## Text to read:
-- -- --

Due from Joint Venture
The Partnership adopted the provisions of Statement of Financial
Accounting Standards No. 114 "Accounting by Creditors for Impairment of
a Loan", as amended by SFAS No. 118, "Accounting by Creditors for
Impairment of a Loan-Income Recognition and Disclosure", on January 1,
1995. Management, considering current information and events regarding
the borrowers ability to repay their obligations, considers a note to
be impaired when it is probable that the Partnership will be unable to
collect all amounts due according to the contractual terms of the note
agreement. When a loan is considered to be impaired, the amount of the
impairment is measured based on the present value of expected future
cash flows discounted at the note's effective interest rate, the fair
market value of collateral securing the note, if any or the note's
observable market price. Impairment losses are included in the
allowance for doubtful accounts through a charge to bad debt expense.
Cash receipts on impaired notes receivable are applied to reduce the
principal amount of such notes until the principal has been recovered
and are recognized as interest income, thereafter. Prior periods have
not been restated.
NOTE 1 - SUMMARY OF SIGNIFICANT ACCOUNTING POLICIES AND
ORGANIZATION (CONTINUED)

-- -- --

Point labeling dataset excerpts:
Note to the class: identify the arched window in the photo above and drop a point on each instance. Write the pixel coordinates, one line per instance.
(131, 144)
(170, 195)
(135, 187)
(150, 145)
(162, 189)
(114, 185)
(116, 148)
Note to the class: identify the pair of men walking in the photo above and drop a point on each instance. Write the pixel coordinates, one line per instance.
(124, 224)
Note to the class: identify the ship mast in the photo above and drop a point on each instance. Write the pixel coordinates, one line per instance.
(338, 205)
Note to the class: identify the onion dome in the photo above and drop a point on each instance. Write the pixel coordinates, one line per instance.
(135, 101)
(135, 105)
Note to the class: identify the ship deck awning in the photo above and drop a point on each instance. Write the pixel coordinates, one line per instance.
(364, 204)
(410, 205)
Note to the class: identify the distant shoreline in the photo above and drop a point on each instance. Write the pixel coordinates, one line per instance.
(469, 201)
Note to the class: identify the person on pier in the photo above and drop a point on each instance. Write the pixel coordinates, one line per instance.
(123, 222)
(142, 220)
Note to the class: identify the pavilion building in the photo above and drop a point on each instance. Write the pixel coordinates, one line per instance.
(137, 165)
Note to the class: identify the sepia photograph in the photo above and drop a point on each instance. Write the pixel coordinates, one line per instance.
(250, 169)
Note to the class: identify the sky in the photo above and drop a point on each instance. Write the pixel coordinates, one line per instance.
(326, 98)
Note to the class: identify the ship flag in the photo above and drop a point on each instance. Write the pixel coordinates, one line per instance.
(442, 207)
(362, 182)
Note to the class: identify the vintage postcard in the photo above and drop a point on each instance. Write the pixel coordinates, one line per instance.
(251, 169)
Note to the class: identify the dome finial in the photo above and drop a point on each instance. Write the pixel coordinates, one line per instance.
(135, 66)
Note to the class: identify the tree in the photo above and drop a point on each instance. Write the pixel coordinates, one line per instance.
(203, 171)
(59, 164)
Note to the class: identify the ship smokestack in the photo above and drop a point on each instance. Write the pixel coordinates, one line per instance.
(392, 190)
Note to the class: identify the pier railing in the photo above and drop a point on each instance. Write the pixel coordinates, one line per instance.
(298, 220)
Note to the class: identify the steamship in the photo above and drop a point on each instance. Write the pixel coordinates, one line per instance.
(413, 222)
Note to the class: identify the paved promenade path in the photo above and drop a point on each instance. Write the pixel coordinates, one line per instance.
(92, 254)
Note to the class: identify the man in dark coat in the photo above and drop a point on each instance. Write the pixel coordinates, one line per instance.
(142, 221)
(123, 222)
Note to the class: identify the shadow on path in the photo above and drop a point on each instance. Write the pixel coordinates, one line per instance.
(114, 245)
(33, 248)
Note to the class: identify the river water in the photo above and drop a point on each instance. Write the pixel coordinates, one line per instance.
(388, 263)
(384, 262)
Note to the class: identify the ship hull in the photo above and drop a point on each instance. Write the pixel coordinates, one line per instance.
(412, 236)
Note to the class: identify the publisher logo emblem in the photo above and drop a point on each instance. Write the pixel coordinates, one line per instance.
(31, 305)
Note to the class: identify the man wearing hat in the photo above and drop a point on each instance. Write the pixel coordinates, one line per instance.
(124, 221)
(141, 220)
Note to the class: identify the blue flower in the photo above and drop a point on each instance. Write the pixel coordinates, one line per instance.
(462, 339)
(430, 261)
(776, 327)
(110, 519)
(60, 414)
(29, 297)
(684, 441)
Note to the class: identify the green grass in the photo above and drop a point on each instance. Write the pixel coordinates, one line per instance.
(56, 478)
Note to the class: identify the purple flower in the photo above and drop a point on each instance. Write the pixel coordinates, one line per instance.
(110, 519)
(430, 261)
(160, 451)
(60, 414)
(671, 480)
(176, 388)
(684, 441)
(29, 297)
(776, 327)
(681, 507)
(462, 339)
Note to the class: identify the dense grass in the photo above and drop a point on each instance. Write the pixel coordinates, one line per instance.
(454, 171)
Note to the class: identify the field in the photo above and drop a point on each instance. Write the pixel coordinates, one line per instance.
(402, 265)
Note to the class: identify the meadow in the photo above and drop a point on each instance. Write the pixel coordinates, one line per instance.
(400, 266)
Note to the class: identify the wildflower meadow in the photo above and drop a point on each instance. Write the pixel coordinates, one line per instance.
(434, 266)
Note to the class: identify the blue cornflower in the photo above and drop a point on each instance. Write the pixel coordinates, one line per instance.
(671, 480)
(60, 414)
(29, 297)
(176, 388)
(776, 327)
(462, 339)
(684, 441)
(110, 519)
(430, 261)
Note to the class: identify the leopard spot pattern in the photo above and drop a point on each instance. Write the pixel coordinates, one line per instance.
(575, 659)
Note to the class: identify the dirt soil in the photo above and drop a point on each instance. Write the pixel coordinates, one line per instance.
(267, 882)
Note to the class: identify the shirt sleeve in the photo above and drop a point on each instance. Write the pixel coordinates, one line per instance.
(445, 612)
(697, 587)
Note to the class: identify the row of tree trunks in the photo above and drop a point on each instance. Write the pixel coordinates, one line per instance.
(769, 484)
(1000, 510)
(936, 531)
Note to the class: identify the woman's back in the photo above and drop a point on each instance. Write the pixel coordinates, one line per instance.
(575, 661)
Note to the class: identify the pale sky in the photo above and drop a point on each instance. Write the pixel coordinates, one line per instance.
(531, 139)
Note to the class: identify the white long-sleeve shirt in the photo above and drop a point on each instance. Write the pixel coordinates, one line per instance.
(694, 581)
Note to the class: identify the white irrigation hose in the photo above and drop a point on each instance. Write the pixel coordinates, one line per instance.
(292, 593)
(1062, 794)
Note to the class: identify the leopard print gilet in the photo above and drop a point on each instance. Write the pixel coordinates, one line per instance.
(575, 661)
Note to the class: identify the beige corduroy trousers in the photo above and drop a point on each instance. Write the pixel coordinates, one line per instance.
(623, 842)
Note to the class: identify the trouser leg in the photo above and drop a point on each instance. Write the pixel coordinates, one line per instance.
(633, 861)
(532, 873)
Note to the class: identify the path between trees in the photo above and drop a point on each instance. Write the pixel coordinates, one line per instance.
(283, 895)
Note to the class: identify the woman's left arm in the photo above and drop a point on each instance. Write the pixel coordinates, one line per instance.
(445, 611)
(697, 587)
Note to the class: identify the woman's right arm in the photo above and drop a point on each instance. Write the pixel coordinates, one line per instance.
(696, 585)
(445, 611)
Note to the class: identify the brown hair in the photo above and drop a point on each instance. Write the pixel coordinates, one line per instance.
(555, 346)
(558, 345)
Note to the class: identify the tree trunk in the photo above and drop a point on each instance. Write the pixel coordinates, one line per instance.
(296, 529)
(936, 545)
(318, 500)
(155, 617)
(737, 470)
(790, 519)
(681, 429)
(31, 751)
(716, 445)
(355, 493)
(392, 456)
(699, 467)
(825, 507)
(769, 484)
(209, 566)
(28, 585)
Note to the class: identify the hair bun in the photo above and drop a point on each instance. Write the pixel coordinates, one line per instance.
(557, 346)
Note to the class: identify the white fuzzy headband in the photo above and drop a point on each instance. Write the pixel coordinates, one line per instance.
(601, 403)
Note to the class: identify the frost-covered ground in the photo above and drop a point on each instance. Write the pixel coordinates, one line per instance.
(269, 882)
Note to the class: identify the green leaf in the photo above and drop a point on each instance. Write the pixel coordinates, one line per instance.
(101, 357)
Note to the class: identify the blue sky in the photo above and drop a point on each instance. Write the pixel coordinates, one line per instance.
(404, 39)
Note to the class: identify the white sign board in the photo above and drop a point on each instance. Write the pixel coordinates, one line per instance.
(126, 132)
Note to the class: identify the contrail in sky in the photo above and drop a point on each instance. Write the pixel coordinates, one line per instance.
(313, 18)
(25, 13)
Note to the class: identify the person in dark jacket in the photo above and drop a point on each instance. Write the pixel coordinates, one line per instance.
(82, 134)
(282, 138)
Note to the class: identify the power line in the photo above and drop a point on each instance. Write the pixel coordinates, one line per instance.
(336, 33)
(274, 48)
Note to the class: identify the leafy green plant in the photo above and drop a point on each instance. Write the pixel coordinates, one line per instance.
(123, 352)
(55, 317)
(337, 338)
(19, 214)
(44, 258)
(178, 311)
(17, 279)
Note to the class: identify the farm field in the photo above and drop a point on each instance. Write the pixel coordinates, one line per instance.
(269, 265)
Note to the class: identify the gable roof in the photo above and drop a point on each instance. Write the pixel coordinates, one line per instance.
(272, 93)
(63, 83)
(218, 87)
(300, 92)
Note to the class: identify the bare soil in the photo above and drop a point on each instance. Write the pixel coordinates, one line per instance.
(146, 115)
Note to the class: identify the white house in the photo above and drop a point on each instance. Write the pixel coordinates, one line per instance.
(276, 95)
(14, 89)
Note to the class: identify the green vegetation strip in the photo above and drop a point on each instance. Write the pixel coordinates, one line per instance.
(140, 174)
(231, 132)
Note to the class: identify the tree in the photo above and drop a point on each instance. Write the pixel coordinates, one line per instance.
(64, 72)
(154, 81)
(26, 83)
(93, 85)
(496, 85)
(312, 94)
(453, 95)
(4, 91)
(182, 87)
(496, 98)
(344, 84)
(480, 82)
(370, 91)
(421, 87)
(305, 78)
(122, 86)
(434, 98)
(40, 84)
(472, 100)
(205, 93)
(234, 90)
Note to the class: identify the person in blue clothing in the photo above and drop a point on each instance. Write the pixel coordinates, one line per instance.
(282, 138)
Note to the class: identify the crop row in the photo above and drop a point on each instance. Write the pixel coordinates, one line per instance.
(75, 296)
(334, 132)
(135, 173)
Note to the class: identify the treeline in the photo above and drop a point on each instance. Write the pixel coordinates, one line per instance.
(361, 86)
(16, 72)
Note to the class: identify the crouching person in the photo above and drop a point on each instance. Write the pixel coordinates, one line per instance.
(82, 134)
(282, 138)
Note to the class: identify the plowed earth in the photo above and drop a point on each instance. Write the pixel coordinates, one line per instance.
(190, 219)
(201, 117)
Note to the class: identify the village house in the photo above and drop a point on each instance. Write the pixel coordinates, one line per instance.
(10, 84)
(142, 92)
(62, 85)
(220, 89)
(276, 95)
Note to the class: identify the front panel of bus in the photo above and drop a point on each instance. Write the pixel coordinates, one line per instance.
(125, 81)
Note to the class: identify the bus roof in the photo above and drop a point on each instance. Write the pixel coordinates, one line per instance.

-- -- --

## Directives:
1. List the bases on which the loan impairment note says the amount of an impairment is measured.
2. Condense the paragraph of the loan impairment note that begins "The Partnership adopted the provisions" into a short bulleted list that keeps its main facts.
3. Return everything from "Cash receipts on" down to "ORGANIZATION (CONTINUED)" in the loan impairment note, copied word for word.

## Solutions to the tasks:
1.
- The present value of expected future cash flows discounted at the note's effective interest rate
- The fair market value of collateral securing the note, if any
- The note's observable market price

2.
- On January 1, 1995, the Partnership adopted SFAS No. 114, "Accounting by Creditors for Impairment of a Loan," as amended by SFAS No. 118.
- Management considers a note impaired when it is probable that the Partnership will be unable to collect all amounts due under the note agreement's contractual terms.
- Impairment is measured by the present value of expected future cash flows discounted at the note's effective interest rate, the fair market value of any collateral, or the note's observable market price.
- Impairment losses go into the allowance for doubtful accounts through a charge to bad debt expense.
- Cash receipts on impaired notes first reduce principal. Once the principal is recovered, they are recognized as interest income.
- Prior periods have not been restated.

3.
Cash receipts on impaired notes receivable are applied to reduce the
principal amount of such notes until the principal has been recovered
and are recognized as interest income, thereafter. Prior periods have
not been restated.
NOTE 1 - SUMMARY OF SIGNIFICANT ACCOUNTING POLICIES AND
ORGANIZATION (CONTINUED)